::: Data section :::

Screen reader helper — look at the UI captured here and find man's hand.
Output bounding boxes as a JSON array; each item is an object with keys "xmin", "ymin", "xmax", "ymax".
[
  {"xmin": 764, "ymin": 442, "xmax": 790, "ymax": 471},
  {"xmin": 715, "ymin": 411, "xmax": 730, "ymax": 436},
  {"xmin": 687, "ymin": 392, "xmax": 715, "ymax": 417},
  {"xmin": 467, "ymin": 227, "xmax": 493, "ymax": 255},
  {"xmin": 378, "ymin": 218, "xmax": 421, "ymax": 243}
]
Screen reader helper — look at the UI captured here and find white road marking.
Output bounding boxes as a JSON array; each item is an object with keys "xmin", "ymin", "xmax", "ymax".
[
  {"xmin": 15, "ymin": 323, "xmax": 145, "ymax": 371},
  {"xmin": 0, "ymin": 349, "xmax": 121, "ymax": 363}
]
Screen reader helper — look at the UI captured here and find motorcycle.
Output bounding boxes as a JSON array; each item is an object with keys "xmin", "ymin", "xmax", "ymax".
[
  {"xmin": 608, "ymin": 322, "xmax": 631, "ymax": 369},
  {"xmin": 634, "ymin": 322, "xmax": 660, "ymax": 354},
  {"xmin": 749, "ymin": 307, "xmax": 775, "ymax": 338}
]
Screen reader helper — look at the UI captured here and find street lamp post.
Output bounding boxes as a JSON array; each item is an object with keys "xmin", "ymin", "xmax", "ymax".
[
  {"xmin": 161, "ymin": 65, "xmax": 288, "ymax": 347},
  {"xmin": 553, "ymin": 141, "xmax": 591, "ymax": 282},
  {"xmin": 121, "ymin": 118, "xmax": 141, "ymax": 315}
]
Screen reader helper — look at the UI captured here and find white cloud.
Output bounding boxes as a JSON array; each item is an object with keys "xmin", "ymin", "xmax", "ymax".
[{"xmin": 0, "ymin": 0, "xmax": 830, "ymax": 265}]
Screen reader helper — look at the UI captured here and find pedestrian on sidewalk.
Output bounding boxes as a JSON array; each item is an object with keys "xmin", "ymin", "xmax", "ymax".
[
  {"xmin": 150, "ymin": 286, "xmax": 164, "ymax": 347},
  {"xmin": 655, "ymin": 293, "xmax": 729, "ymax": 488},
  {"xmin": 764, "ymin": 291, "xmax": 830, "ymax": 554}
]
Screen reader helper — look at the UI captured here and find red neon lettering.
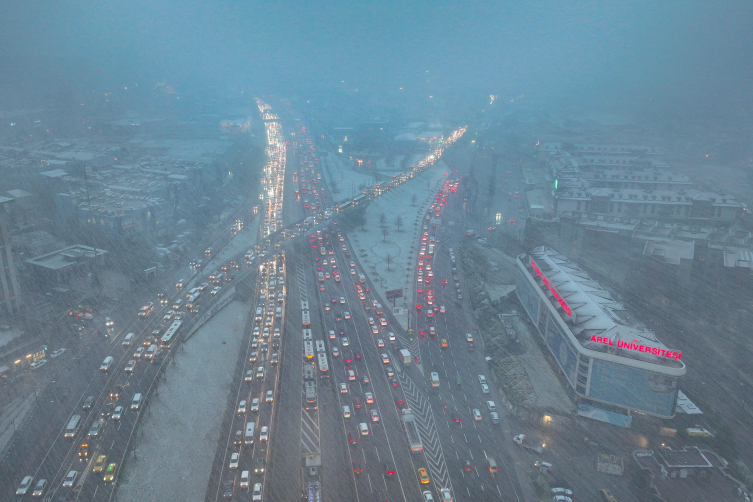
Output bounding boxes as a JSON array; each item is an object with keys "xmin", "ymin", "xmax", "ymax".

:::
::: Data section :::

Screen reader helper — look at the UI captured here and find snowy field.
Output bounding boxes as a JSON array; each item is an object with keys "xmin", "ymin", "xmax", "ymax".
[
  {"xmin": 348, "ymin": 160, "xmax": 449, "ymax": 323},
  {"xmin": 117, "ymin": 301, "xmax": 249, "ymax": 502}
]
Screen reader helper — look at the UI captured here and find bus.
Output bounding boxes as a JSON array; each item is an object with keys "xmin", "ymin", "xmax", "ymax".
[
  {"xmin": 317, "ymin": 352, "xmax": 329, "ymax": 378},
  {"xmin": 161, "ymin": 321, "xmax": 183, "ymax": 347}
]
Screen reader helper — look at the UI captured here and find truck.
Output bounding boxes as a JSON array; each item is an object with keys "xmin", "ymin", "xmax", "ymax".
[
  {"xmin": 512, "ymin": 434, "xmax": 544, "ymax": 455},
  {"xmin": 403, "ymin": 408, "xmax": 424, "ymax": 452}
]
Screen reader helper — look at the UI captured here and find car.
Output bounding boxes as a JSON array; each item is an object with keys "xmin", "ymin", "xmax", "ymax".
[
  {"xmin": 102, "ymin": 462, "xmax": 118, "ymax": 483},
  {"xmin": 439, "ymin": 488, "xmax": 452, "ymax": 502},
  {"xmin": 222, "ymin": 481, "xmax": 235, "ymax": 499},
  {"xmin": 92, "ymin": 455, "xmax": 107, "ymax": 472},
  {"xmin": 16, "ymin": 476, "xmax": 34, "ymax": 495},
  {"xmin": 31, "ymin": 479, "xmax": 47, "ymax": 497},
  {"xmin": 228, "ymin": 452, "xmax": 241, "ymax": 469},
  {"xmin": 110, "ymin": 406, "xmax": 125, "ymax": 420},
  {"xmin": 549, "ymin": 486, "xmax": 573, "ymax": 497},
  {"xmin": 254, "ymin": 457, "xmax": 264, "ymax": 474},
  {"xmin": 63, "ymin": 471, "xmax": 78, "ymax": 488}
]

:::
::: Data section :::

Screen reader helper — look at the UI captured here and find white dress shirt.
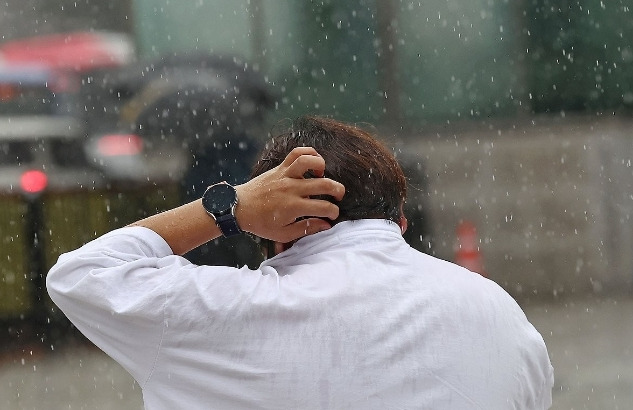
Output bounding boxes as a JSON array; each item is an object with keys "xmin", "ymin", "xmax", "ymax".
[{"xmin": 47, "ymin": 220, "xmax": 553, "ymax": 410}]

:::

▶ Objective
Collect each line of the data above that contains the string "find". Treat uppercase and lowercase as different.

▶ Task solution
Screen reader helper — look at the UI captured here and find man's hand.
Screen reader helper — look at the UI captured here and find white road marking.
Screen reader helper — look at the UI captured here and find motorcycle.
Screen reader helper — look at the UI captured here and find street lamp post.
Screen reader helper — look at the UI captured here and find white cloud.
Screen reader helper — look at the UI captured here and find pedestrian on sidewalk.
Screen reader helper — look at the UI captured here and find red neon lettering.
Screen reader helper — look at the UI captured here and find snowy field.
Screen reader helper — look at the UI captured here and find bus.
Screen reader helper — look at the UI captured here and find truck.
Screen reader helper — look at the UI captured here and find car.
Screen reader helper — look at the UI captured here and find white dress shirt.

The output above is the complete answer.